### Consigne écrite A
Dans le listing, partez de la ligne qui contient « the green foliage », elle comprise, et allez jusqu'à la dernière ligne du listing. Restituez ces lignes sous forme de liste JSON de chaînes, une chaîne par ligne, sans les lignes vides.
============================================================
Petit précis de centrisme pour les nuls - épisode 3

Le précis dit « Ca se précise » :

Assises de la Refondation du Centre

Ça rigole plus ! Hier soir, j’ai enfourché mes bottes de sept lieues pour me rendre en quelques pas au Sénat afin d’assister aux « Assises de la refondation du Centre », à l’invitation de Jean-Pierre Bozzone, bon camarade très ouvert avec lequel je ferraille parfois sur la toile. Dans les épisodes précédents, je pointais l’incroyable recrudescence de groupuscules plus ou moins centristes. En ce jour pluvieux, cet épisode entame une marche arrière débridée, soulignant avec satisfaction une initiative aussi salutaire que fragile, aussi nécessaire que tortueuse, voyant enfin à nouveau réunis dans une même enceinte des personnalités de tous les courants centristes, (« Alliance Centriste » - à l’origine de la manifestation, « Nouveau centre », « Parti Radical », « Modem » et j’en passe) telles que Jean Arthuis, Hervé Morin, Pierre Méhaignerie, Michel Mercier, Serge le Pelletier, Fabienne Keller, Jean-Christophe Lagarde, Nicolas About, Jean-Louis Bourlanges, François Sauvadet, Denis Badré, Charles de Courson ou Jacqueline Gourault...
============================================================
### Consigne écrite B
Prolongez le billet sur les Assises de la refondation du Centre à partir de sa dernière phrase.

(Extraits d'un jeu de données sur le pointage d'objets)
============================================================
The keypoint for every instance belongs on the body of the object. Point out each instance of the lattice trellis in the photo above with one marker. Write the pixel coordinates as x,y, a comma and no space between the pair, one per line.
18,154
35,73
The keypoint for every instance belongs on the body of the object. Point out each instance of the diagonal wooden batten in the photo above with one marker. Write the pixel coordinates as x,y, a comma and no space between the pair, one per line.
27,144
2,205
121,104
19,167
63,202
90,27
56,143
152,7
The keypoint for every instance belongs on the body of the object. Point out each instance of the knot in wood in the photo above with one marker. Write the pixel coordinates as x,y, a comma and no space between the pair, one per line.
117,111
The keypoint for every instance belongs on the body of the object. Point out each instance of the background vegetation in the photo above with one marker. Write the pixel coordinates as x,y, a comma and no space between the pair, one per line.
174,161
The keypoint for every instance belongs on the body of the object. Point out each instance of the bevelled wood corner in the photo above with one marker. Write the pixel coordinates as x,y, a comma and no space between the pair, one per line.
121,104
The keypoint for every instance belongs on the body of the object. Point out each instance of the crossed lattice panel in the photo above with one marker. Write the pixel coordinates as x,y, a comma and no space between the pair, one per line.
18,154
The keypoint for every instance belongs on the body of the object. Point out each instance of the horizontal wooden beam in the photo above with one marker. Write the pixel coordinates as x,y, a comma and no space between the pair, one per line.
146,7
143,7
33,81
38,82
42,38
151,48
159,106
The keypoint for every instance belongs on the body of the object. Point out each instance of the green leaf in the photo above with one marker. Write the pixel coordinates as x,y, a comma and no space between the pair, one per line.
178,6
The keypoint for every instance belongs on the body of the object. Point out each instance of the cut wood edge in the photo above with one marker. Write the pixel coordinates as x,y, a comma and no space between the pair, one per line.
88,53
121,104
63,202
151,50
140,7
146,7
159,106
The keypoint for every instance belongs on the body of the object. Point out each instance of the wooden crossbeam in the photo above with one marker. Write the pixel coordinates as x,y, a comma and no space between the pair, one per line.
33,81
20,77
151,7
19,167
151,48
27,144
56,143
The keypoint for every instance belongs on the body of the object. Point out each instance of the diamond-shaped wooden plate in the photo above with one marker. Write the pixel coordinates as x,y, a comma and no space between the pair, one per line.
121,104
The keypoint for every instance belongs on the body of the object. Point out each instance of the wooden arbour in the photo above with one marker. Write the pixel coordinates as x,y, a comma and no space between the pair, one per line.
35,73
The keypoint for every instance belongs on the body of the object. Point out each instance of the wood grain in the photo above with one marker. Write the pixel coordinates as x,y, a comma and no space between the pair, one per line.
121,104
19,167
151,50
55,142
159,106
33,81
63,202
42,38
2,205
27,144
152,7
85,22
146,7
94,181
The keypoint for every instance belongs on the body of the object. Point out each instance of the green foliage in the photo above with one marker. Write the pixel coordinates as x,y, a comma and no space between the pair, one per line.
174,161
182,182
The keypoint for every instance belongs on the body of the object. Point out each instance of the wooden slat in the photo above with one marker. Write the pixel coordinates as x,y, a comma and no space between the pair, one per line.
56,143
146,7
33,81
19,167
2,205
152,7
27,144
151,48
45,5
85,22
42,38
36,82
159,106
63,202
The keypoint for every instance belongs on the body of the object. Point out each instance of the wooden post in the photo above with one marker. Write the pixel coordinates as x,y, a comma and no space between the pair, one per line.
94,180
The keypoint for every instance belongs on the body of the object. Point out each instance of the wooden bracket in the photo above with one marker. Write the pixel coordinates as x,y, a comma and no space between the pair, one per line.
============================================================
### Réponse A
[
  "The keypoint for every instance belongs on the body of the object. Point out each instance of the green foliage in the photo above with one marker. Write the pixel coordinates as x,y, a comma and no space between the pair, one per line.",
  "174,161",
  "182,182",
  "The keypoint for every instance belongs on the body of the object. Point out each instance of the wooden slat in the photo above with one marker. Write the pixel coordinates as x,y, a comma and no space between the pair, one per line.",
  "56,143",
  "146,7",
  "33,81",
  "19,167",
  "2,205",
  "152,7",
  "27,144",
  "151,48",
  "45,5",
  "85,22",
  "42,38",
  "36,82",
  "159,106",
  "63,202",
  "The keypoint for every instance belongs on the body of the object. Point out each instance of the wooden post in the photo above with one marker. Write the pixel coordinates as x,y, a comma and no space between the pair, one per line.",
  "94,180",
  "The keypoint for every instance belongs on the body of the object. Point out each instance of the wooden bracket in the photo above with one marker. Write the pixel coordinates as x,y, a comma and no space between the pair, one per line."
]

### Réponse B
Kesako « La refondation du Centre », d’ailleurs ? Pourquoi faut-il refonder cet énigmatique centre, puisque j’arguais il y a peu de sa place dominante sur l’échiquier politique, en faisant même le premier parti de France. La question posée n’est en fait pas celle du centre, tant cette nébuleuse recèle de candidats et d’électeurs potentiels, sur le mode « 60 millions de candidats centristes » comme existent (et d’autant plus ces jours-ci) « 60 millions de sélectionneurs », mais celle de la réunion de toutes ces factions sous un même maillot. Puisque ces vocables sont à la mode, ajoutons qu’il faut aboutir à la création d’une équipe rassemblée, heureuse, fraternelle, technique et tactique, un véritable groupe pour défendre la France, oubliant que ce sont 23 autres gugusses qui ont été envoyé en Afrique du Sud à cette fin. Mais comme il y a d’autres échéances à venir que la Coupe du Monde, et notamment un apéro géant au printemps 2012, une telle manœuvre servira toujours, considérant que « gouverner, c’est prévoir ».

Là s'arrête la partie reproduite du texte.